**Text block:**
_ _ _ _ _ _ _

Pfizer Plans Workforce Reduction in Switzerland as Part of Cost-Saving Strategy
Pfizer is planning to reduce its workforce in Switzerland as part of a broader, multi-year cost-reduction programme, according to media reports. The move could result in more than 200 job cuts, with the company’s Swiss operations expected to shrink from around 300 employees to about 70 by the end of the year.
The workforce reduction forms part of Pfizer’s efforts to achieve approximately $7 billion in cost savings over the next two years. The company has said the strategy focuses on streamlining operations, simplifying internal processes and reallocating resources toward higher-impact areas to improve efficiency and productivity.
Pfizer aims to adopt operating models and strategies that support the efficient delivery of medicines to patients while optimising costs. The restructuring reflects a wider effort to align operations with changing business priorities and market conditions.

_ _ _ _ _ _ _

**Given records:**
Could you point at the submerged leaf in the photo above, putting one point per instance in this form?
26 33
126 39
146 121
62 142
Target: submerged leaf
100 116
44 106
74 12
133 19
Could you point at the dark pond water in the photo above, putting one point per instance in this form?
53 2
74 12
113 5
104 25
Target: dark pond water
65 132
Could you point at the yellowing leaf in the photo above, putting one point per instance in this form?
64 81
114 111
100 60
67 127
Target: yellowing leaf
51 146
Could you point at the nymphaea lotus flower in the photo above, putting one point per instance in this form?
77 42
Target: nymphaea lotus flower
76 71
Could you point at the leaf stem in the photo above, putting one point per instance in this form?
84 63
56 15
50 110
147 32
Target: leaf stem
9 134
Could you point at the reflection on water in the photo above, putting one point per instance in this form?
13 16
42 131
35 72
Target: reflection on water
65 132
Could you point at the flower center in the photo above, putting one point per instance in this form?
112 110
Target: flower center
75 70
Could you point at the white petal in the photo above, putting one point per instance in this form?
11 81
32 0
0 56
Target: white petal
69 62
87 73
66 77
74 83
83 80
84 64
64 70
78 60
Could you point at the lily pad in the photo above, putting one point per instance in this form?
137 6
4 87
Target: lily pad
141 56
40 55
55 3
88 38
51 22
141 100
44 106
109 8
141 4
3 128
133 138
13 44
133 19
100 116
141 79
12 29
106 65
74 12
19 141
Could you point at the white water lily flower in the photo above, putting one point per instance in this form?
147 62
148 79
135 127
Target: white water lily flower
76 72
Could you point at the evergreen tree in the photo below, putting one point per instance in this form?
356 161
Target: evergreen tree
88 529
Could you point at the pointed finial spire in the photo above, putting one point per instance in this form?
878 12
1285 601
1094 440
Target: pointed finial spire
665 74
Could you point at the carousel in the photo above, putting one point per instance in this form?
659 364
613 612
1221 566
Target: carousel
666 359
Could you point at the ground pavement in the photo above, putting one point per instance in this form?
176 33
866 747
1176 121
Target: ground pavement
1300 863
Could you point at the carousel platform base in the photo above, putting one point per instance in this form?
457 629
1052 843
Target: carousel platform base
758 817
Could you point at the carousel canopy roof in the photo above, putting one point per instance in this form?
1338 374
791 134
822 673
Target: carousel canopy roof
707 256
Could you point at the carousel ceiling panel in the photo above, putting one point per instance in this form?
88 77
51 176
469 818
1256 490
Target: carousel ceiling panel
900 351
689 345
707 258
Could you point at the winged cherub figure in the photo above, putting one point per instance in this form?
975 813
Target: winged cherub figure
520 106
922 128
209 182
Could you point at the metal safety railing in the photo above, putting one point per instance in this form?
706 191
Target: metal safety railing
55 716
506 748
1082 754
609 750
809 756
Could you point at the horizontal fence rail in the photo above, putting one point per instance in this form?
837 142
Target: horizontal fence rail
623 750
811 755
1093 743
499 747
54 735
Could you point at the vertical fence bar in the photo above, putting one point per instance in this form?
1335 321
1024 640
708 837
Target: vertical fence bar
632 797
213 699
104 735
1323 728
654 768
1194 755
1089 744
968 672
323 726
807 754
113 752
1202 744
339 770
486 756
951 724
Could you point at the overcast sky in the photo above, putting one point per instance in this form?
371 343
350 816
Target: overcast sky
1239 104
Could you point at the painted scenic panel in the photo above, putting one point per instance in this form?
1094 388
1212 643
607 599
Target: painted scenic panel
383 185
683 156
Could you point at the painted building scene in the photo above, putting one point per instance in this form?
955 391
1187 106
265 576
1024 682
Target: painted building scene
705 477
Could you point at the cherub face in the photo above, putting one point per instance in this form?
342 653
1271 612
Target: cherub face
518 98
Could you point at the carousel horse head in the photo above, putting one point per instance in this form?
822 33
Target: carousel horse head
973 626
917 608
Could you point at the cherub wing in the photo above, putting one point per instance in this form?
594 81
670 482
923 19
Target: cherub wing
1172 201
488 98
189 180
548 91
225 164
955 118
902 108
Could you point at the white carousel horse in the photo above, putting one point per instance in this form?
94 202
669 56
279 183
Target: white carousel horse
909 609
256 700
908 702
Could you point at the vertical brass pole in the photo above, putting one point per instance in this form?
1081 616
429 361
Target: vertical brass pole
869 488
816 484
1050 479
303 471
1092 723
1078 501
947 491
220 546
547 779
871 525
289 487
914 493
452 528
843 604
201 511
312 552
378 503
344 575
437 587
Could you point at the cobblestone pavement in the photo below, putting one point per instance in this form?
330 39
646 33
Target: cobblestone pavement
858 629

_ _ _ _ _ _ _

**Set of tasks:**
**1)** Do these statements agree with the Pfizer article? Answer yes or no for each and quote the words from the article that decide it.
(a) Pfizer's Swiss operations are expected to have about 70 employees by the end of the year.
(b) Pfizer wants to save about $7 billion over five years.
(c) Pfizer says its strategy focuses on opening new sites.
**2)** Sum up the Pfizer article in two sentences.
**3)** Write the next part of the Pfizer article, picking up after its last sentence.

**Responses per task:**
**1)**
(a) Yes: "expected to shrink from around 300 employees to about 70 by the end of the year."
(b) No: "approximately $7 billion in cost savings over the next two years."
(c) No: "focuses on streamlining operations, simplifying internal processes and reallocating resources toward higher-impact areas."

**2)** Media reports say Pfizer plans to cut more than 200 jobs in Switzerland, which would shrink its Swiss workforce from around 300 employees to about 70 by the end of the year. The cuts are part of a push to save about $7 billion over the next two years by streamlining operations, simplifying processes and moving resources to higher-impact areas.

**3)**
The planned cuts in Switzerland follow earlier workforce reductions at other Pfizer locations. In August, around 100 roles were reported to be at risk at the company’s Bothell, Washington facility as part of initiatives to improve research and development productivity. In June 2025, Pfizer also reportedly reduced its workforce in San Diego by 56 positions. These measures were linked to efficiency improvements, increased automation and greater use of digital technologies.
Pfizer is among several major pharmaceutical companies that have announced job cuts this year, alongside firms such as Bayer, Roche and Moderna, amid ongoing cost pressures and shifts in the global pharmaceutical industry.